START Given entries
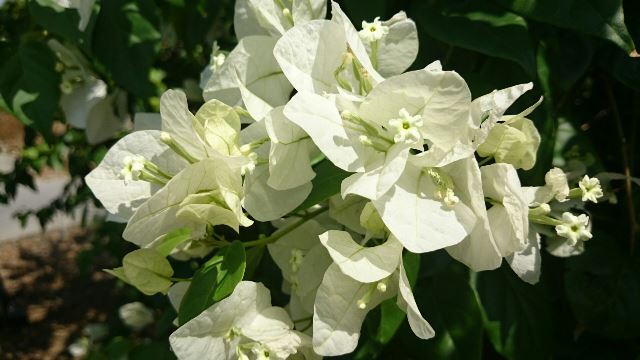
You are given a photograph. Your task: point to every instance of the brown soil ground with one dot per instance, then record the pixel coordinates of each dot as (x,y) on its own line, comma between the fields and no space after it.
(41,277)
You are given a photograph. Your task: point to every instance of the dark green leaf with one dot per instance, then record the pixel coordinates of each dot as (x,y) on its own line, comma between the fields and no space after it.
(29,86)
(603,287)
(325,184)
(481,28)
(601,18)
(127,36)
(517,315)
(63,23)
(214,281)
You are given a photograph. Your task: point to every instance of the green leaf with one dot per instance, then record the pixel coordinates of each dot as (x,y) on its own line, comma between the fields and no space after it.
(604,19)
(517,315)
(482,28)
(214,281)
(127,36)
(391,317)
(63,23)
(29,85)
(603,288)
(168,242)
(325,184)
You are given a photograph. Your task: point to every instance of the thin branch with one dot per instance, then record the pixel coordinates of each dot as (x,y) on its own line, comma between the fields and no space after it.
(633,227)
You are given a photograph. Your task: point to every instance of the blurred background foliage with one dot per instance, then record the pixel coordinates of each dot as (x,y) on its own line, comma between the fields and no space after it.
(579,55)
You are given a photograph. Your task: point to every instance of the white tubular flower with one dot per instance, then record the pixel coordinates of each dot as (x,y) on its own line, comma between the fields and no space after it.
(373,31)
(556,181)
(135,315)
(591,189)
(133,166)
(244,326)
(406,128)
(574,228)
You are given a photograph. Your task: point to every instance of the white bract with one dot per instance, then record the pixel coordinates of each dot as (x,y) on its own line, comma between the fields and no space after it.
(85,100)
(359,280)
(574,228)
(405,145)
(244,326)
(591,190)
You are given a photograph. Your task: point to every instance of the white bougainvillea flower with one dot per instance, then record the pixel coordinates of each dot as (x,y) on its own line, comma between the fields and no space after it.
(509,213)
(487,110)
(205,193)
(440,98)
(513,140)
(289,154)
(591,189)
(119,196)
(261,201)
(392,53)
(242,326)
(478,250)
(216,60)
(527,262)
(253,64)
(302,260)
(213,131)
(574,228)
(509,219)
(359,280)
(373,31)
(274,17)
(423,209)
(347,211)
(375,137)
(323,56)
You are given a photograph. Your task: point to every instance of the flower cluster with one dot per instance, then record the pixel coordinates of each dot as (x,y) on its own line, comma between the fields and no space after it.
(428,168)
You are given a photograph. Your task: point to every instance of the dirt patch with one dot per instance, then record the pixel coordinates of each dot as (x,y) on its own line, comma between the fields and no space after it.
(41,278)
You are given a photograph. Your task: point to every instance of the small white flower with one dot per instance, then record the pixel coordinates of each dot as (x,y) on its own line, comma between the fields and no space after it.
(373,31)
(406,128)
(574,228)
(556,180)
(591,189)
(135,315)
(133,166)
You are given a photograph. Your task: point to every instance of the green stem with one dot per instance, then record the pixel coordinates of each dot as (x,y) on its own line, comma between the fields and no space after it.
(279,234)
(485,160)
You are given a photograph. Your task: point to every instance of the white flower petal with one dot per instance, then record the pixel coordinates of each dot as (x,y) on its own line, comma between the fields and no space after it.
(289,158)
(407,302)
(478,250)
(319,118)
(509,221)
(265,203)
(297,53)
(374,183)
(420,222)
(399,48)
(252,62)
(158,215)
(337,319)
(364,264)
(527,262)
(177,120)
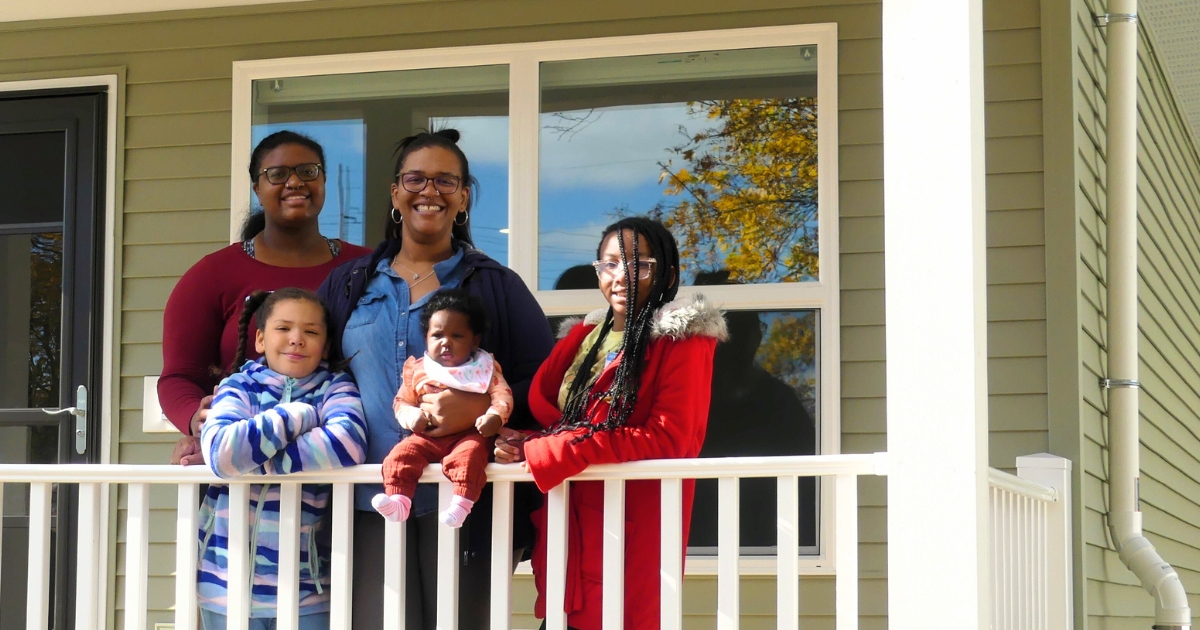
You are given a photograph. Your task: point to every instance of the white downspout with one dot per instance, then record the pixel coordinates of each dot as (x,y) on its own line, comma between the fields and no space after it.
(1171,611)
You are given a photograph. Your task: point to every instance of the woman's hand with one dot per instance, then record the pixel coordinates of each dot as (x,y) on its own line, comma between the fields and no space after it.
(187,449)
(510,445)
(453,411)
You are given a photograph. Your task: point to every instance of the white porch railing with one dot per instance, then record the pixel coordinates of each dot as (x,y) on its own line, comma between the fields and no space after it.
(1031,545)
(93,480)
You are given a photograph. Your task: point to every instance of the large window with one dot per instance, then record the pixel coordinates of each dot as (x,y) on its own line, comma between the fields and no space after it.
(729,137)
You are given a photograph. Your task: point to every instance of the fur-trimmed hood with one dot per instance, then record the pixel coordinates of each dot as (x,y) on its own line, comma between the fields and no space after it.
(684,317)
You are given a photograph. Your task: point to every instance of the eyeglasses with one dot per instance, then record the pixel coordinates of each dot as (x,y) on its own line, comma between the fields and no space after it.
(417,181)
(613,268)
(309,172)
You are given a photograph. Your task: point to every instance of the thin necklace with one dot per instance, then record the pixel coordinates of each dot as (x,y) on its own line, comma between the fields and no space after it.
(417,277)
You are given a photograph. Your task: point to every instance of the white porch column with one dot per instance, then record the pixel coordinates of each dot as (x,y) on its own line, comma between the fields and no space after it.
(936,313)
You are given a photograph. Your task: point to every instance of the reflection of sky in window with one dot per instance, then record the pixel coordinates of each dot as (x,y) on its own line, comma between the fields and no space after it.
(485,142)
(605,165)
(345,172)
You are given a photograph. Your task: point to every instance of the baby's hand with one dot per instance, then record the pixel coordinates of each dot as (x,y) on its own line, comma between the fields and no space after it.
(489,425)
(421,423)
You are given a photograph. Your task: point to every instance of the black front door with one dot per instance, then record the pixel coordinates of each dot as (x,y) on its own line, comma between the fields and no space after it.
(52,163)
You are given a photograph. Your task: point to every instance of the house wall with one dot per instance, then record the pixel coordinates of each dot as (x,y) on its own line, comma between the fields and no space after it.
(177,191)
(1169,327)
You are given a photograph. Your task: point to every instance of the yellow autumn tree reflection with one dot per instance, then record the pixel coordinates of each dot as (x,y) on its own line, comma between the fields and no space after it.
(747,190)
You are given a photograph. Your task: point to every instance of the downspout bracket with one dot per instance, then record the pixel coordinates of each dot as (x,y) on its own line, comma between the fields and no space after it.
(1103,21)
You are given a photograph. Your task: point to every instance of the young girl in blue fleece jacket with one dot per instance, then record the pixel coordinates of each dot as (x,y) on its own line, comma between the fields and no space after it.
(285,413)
END Given entries
START Given entries
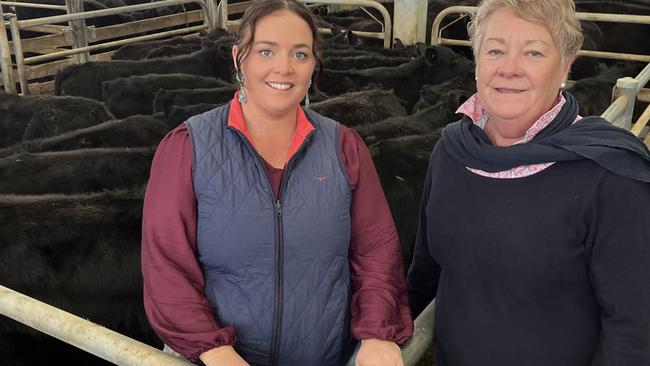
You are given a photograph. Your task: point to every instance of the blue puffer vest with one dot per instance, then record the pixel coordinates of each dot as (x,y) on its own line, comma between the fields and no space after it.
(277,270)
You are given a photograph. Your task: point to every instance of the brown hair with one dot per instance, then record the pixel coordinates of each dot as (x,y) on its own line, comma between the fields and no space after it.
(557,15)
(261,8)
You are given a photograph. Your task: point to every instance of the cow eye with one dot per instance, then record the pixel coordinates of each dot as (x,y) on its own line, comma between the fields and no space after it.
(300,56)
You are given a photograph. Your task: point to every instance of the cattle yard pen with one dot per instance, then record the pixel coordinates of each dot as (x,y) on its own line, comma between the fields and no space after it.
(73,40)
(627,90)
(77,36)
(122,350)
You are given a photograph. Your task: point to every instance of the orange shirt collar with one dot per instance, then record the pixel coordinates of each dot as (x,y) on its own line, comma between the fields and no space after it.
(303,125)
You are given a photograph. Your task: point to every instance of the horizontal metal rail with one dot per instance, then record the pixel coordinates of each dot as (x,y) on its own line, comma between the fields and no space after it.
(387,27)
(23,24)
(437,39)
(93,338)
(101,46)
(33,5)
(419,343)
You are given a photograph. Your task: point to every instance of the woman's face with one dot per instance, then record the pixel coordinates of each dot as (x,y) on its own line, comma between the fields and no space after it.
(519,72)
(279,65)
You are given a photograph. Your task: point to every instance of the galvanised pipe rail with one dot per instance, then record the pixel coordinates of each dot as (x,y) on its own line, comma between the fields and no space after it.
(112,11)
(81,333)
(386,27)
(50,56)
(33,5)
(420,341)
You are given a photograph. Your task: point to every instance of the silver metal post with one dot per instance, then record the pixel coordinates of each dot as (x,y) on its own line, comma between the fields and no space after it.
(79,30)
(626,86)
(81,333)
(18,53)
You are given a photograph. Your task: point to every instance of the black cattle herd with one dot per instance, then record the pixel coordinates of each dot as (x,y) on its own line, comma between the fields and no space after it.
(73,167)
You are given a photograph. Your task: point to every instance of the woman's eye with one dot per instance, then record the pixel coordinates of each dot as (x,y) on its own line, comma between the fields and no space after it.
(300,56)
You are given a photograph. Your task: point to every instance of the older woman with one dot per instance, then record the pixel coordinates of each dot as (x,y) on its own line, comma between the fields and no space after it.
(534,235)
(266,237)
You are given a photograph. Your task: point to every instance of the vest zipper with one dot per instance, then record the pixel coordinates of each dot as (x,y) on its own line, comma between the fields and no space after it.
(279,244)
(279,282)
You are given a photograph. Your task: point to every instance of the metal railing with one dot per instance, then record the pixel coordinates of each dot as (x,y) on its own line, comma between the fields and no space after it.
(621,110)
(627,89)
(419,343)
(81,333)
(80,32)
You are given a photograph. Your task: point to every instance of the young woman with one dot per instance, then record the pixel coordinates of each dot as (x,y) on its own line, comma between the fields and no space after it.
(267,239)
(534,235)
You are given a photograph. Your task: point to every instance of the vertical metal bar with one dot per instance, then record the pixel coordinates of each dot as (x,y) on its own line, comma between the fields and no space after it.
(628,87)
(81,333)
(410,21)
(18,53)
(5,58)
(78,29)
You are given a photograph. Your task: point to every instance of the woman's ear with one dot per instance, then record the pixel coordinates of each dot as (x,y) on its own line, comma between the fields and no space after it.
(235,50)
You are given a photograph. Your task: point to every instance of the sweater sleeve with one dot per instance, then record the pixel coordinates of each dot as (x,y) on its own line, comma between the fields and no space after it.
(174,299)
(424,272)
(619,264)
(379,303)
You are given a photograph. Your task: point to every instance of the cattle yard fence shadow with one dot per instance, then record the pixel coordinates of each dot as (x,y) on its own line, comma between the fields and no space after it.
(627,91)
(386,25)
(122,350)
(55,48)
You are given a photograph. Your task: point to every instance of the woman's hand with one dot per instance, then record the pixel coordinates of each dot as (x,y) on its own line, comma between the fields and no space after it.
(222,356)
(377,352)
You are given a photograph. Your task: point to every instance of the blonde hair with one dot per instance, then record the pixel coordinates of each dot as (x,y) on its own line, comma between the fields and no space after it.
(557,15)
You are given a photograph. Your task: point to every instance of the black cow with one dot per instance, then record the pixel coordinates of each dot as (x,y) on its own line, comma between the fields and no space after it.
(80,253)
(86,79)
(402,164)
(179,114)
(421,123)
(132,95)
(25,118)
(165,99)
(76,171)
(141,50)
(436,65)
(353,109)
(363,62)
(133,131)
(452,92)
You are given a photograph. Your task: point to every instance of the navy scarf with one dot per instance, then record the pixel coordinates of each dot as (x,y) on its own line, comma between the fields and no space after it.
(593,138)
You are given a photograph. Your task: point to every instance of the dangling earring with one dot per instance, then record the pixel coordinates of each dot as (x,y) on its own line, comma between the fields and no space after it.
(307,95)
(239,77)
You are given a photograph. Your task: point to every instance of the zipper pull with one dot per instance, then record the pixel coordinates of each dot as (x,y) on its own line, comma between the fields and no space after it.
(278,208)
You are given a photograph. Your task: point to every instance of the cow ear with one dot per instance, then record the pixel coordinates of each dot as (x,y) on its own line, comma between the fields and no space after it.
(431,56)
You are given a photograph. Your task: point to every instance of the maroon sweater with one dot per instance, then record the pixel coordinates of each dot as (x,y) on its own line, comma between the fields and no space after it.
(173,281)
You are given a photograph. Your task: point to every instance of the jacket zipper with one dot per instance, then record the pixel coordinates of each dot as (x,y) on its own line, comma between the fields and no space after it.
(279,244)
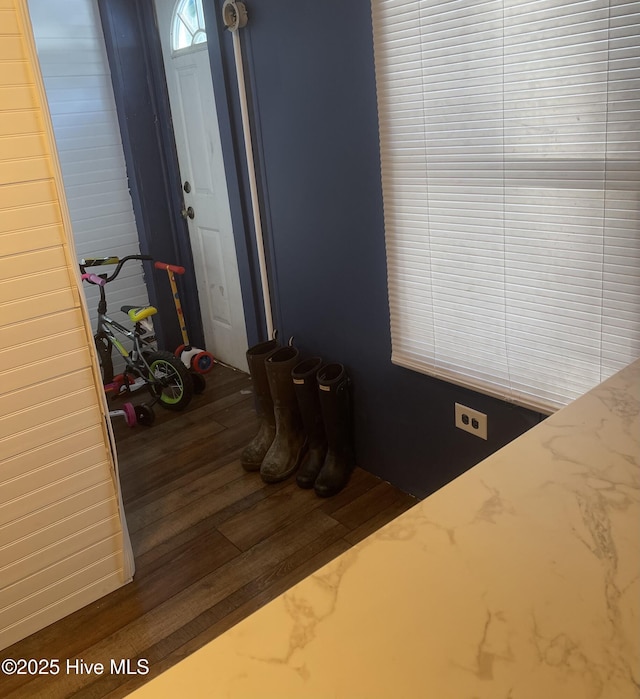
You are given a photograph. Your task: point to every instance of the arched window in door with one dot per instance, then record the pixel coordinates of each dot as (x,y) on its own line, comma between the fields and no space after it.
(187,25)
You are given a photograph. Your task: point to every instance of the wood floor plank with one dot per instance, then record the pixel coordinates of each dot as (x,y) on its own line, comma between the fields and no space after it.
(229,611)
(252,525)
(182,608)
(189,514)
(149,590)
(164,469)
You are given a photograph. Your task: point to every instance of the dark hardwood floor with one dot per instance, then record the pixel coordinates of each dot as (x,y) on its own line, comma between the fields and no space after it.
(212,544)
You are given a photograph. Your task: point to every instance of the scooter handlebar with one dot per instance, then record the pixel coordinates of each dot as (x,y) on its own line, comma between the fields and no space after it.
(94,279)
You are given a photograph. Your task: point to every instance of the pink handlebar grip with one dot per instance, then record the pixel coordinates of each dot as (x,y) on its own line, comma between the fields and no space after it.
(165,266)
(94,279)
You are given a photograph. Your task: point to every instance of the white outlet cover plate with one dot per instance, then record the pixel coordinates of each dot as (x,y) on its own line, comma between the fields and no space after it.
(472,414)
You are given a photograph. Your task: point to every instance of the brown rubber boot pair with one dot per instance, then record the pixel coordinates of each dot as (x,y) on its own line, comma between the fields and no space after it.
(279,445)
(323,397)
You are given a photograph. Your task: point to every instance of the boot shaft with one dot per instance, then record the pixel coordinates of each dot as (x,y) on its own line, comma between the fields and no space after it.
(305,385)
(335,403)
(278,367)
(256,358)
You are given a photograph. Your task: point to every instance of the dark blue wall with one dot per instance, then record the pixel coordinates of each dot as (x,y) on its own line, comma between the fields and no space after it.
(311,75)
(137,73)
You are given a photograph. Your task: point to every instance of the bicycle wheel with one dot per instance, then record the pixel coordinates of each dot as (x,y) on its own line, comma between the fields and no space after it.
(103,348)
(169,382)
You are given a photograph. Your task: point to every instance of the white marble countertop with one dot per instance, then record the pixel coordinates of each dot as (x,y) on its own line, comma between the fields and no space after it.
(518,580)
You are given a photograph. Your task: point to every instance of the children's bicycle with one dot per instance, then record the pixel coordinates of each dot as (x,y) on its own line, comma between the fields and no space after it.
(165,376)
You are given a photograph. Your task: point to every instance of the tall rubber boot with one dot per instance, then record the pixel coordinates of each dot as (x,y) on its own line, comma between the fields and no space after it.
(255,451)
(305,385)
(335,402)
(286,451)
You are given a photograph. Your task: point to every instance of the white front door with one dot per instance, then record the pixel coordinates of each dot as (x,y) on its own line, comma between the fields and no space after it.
END Given entries
> _Exercise instructions_:
Would you print, exactly as written, every line above from the one holding "of the children's" through the one holding "the white front", with both included and no other lines?

> _Expected answer_:
You are given a photograph. Your task: point to every instance of the children's bicycle with one dot per instance, then record the pixel coordinates of each dot as (x,y) on its own line, comma between the fields and no space after it.
(165,376)
You are given a photograph. Your task: point to every instance of the tall rubber boot with one dot per instance, then record the pixel coordinates of each dot as (x,y) on its own line, comma between the fields and no space after it.
(255,451)
(305,385)
(335,402)
(286,451)
You are given a photograph. Your task: point to every instance of the white front door with one dot per instance, then record the pixel coordinates of each dot as (x,y) on its own line, comma between the fields and no space after it.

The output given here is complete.